Trecho fornecido >>
As informações do quantitativo de pessoas que estão sendo atendidas chegaram hoje para o Governo de Roraima. E a decisão judicial vai ajudar a melhorar o atendimento, segundo o procurador. “A estratégia da PGE é conseguir com o juízo da Vara da Infância que o Município de Boa Vista cumpra a ordem ou que seja expedida outra decisão judicial”, destacou.
PREFEITURA – A Prefeitura de Boa Vista informou, por meio de nota, que ainda não foi notificada da decisão, mas ressaltou que trabalha com um planejamento rígido de ações no município dentro de um orçamento limitado e que qualquer demanda que não esteja contemplada neste planejamento põe em risco a prestação dos serviços prestados à população boa-vistense.
“Lembra ainda que problemas de migração, em especial em fronteiras, exigem a efetiva participação do Governo Federal nas soluções, pois, em momento algum o município recebeu qualquer auxílio para aliviar essa problemática”, frisou.
O CASO – A Justiça determinou que o Governo do Estado e a Prefeitura de Boa Vista trabalhassem em parceria. A decisão partiu da Vara da Infância e da Juventude como medida preventiva às crianças venezuelanas que ajudavam os pais vendendo produtos ou pedindo dinheiros nas esquinas movimentadas da cidade.
Para dar suporte a pouco mais de 100 crianças indígenas venezuelanas em situação de vulnerabilidade e suas famílias, que hoje se encontram abrigadas no ginásio do bairro Pintolândia, zona Oeste da Capital, o juiz da Vara da Infância e Juventude, Parima Veras, instaurou uma Medida Protetiva determinando algumas obrigações ao Estado e Município.

Dados de entrada >>
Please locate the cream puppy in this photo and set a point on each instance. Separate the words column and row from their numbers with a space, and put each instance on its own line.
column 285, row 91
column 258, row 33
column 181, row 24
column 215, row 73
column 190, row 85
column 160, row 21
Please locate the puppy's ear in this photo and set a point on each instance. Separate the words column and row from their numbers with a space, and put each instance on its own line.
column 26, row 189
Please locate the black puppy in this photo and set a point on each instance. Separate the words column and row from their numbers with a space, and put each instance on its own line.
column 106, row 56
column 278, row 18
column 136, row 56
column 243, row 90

...

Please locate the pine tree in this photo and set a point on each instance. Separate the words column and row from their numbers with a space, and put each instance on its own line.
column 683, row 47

Tarefas propostas >>
1 – Copie do trecho sobre as crianças venezuelanas a parte que vai de "PREFEITURA – A" até "à população boa-vistense.", incluindo ambos.
2 – Segundo o trecho sobre as crianças venezuelanas, onde estão abrigadas as crianças indígenas e suas famílias?
3 – Prossiga com o trecho sobre as crianças venezuelanas a partir da última frase apresentada.
Os registros não têm relação com o trecho sobre as crianças venezuelanas.

Respostas fornecidas >>
1 –
PREFEITURA – A Prefeitura de Boa Vista informou, por meio de nota, que ainda não foi notificada da decisão, mas ressaltou que trabalha com um planejamento rígido de ações no município dentro de um orçamento limitado e que qualquer demanda que não esteja contemplada neste planejamento põe em risco a prestação dos serviços prestados à população boa-vistense.

2 – No ginásio do bairro Pintolândia, na zona Oeste da Capital.

3 –
No entanto, a Prefeitura de Boa Vista ingressou com Pedido de Suspensão de Liminar. O desembargador Ricardo Oliveira havia acatado o pedido, em caráter temporário, no dia 30 de dezembro, desobrigando a Prefeitura a cumprir a determinação. Os argumentos utilizados pelo Município no pedido de Liminar é que a decisão geraria “custos infindáveis” aos cofres públicos e que a permanência ou não de estrangeiros no Brasil é de responsabilidade da União. Além disso, alegou que o cumprimento da Medida poderia acarretar no comprometimento da prestação do serviço público, prejudicando a população local.
Migração em massa fez aumentar atendimentos
As últimas estatísticas apontaram que em 2014 foram atendidos 324 venezuelanos. Este ano, até ontem, foram 1.240, o que representa um aumento de 382,71% nesse período. Em 2016, os atendimentos médicos para venezuelanos já atingem o percentual de 60,25% do total de atendimentos.
Somente no primeiro semestre de 2016, o Hospital Délio Tupinambá, em Pacaraima, na fronteira com a Venezuela, atendeu a 3.200 pacientes daquele país. De acordo com os dados, os casos de malária importados da Venezuela subiram de 503, em 2015, para 1.378, em 2016.
No setor educacional, a situação não é diferente. Com base no último Censo Escolar, o número de alunos da Venezuela matriculados nas escolas municipais e estaduais de Roraima aumentou quase 400%, passando de 248 matriculados no ano passado para 999 alunos estudando este ano. Na segurança pública, o número de crimes em Roraima envolvendo vítimas e infratores do país vizinho passaram de 58 em 2015 para 220 este ano.
INTEGRAÇÃO – O Gabinete Integrado de Gestão Migratória foi criado em 17 de outubro de 2016 pelo Governo do Estado com a integração da Secretaria de Segurança Pública (Sesp), Secretaria Estadual de Educação e Desporto (Seed) e Secretaria Estadual de Saúde (Sesau). O gerenciamento é realizado pela Defesa Civil do Corpo de Bombeiros Militar de Roraima (CBM-RR), por ser um órgão de articulação nas três esferas de governo: federal, estadual e municipal.
O Gabinete já trabalha em conjunto com a instituição Fraternidade: o Estado faz a gestão e a busca dos recursos, enquanto que a Fraternidade executa os serviços dentro do ginásio. Além da distribuição de café, almoço e jantar, a Fraternidade faz assistência médica, odontológica e de vacinação.